▸ DIRECTIONS
Extract every line of the records below that contains the word "ceiling", and copy each such line in full.
=== TASK MATERIAL ===
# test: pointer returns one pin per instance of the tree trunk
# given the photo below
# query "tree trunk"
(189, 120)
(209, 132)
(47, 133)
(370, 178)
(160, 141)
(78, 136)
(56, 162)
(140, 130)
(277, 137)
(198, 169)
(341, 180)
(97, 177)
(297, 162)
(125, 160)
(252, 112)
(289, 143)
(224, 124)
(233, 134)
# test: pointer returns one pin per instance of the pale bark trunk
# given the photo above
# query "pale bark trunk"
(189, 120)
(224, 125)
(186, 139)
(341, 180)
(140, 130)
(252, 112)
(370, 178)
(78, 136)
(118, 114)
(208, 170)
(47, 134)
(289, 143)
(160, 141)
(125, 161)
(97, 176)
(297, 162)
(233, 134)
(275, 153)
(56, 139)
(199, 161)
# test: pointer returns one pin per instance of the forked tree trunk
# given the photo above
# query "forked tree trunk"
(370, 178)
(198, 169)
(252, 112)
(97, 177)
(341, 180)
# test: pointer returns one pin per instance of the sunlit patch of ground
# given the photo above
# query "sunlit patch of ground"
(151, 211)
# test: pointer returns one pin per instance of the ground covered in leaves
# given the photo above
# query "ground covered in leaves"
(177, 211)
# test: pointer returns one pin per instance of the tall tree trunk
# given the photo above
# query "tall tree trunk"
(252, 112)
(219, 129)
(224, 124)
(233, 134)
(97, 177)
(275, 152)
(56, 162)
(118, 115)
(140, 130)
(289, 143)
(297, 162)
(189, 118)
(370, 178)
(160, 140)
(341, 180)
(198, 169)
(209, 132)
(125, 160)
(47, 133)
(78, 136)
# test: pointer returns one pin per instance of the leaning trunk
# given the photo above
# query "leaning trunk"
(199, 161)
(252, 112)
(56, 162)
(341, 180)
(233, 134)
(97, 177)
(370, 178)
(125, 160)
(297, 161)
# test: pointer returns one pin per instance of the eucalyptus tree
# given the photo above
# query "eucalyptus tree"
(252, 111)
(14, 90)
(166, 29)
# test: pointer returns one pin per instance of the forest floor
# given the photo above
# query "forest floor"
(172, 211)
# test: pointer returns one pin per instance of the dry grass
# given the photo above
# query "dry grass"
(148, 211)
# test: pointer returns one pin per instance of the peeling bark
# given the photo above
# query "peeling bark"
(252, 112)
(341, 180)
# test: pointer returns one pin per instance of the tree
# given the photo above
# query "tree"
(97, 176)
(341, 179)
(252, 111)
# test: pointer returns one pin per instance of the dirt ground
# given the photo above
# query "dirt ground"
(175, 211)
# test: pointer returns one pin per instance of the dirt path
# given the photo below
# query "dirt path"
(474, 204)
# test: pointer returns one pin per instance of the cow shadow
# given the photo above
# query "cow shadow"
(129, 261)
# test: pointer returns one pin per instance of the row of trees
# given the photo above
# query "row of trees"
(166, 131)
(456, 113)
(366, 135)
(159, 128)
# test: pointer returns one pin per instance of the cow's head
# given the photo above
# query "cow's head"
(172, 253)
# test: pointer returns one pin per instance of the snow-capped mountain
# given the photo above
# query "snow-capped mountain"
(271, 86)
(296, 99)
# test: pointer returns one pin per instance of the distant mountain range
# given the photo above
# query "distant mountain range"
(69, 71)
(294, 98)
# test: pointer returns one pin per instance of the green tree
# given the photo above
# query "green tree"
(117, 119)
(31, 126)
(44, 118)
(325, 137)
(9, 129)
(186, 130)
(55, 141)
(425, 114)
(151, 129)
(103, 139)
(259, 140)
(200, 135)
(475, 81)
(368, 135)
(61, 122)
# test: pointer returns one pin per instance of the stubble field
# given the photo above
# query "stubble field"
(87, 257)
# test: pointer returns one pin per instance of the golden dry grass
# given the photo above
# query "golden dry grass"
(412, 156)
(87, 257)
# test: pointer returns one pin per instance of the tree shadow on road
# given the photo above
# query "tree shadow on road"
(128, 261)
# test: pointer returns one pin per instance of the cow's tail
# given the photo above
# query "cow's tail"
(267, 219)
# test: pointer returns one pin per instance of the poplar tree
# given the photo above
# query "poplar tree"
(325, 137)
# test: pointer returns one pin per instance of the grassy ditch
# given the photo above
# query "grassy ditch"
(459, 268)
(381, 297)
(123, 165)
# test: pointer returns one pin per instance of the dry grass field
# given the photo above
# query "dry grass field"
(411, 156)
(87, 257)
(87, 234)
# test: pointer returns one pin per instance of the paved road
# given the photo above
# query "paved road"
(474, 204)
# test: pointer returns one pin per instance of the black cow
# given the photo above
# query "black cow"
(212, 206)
===
=== TASK MATERIAL ===
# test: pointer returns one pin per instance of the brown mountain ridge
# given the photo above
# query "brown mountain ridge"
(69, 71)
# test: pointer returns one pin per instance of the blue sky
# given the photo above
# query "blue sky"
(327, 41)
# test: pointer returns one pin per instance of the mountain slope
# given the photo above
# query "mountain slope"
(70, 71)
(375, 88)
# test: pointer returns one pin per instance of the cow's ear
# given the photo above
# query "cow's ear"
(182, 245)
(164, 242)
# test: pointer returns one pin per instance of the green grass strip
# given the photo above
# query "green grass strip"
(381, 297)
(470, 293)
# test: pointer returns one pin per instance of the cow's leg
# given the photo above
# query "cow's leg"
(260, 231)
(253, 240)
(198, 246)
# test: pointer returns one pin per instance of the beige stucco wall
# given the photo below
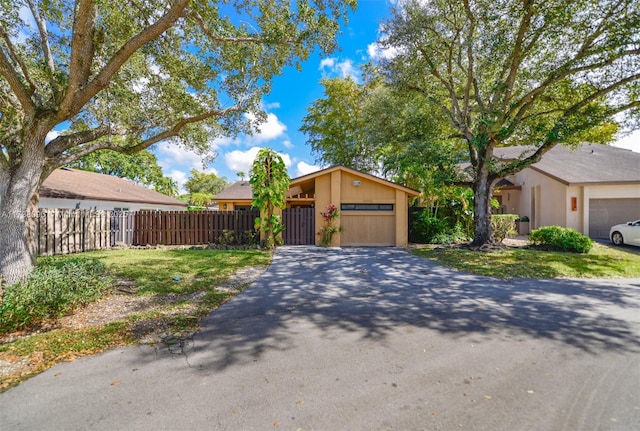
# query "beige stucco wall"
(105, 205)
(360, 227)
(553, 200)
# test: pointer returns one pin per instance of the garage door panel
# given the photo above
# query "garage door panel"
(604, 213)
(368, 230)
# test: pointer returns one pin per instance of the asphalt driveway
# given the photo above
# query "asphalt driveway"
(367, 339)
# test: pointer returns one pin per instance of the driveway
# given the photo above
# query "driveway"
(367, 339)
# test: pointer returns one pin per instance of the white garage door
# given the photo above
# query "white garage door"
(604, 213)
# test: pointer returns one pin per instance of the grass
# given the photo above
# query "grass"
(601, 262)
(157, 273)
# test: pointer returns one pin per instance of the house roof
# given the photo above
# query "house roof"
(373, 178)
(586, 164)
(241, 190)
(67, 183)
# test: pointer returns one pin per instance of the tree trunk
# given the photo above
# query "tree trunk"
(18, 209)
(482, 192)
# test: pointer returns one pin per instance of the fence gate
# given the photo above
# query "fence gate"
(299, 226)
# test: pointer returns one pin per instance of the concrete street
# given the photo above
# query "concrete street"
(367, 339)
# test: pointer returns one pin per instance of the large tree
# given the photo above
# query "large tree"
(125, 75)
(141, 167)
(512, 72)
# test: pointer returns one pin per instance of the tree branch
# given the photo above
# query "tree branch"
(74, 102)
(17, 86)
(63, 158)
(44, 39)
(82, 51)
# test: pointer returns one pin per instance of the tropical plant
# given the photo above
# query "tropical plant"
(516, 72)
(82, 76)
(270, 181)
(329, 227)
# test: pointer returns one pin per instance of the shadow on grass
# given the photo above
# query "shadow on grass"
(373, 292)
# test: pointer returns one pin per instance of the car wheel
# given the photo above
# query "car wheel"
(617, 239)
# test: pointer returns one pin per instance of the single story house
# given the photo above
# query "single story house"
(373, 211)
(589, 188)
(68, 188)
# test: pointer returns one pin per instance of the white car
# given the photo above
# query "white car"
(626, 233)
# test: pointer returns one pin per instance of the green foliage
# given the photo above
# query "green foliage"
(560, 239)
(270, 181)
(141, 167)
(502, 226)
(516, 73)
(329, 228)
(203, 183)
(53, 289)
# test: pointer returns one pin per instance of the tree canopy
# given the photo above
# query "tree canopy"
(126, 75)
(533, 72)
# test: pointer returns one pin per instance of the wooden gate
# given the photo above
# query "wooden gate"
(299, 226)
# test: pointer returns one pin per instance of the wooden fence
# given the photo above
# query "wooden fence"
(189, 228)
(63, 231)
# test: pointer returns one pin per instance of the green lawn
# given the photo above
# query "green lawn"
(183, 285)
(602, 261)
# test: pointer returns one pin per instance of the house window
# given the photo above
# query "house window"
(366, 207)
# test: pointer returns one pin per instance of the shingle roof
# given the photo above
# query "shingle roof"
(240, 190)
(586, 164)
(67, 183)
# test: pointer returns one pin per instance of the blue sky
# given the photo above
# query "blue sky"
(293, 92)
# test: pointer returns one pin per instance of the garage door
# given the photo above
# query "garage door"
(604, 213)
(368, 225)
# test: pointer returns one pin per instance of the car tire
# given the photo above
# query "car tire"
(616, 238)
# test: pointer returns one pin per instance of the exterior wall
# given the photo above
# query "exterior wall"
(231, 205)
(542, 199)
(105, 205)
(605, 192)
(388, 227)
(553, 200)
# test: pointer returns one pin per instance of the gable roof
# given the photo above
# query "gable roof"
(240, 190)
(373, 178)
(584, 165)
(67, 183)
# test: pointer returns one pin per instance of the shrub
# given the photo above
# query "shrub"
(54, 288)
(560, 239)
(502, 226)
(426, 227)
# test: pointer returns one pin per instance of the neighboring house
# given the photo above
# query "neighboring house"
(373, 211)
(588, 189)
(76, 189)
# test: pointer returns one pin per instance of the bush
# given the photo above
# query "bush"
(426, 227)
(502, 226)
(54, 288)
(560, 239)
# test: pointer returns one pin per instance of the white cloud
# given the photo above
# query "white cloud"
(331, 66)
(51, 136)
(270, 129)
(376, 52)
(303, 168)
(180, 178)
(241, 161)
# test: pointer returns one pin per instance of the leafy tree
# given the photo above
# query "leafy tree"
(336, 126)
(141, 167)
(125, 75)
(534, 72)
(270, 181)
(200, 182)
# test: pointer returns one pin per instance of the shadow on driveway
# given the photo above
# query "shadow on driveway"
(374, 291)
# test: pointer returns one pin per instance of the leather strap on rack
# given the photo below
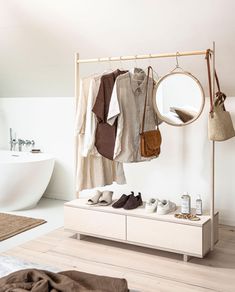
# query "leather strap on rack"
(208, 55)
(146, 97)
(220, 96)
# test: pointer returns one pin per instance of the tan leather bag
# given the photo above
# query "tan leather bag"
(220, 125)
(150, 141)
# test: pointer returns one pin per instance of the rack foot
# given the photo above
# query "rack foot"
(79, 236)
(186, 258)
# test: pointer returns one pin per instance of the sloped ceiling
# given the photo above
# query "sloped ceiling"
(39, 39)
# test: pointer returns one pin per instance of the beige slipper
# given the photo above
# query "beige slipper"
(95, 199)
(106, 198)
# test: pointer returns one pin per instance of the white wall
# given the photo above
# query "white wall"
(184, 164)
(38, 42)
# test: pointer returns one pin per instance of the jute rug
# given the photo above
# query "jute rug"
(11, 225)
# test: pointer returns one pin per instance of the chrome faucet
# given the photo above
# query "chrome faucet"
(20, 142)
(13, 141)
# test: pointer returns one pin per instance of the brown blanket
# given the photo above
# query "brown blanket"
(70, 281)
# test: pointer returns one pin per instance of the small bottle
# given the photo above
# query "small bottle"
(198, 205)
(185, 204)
===
▸ CORRECT OUTPUT
# test: pointer returns one pin per instance of the sloped ceiling
# query "sloped ceiling"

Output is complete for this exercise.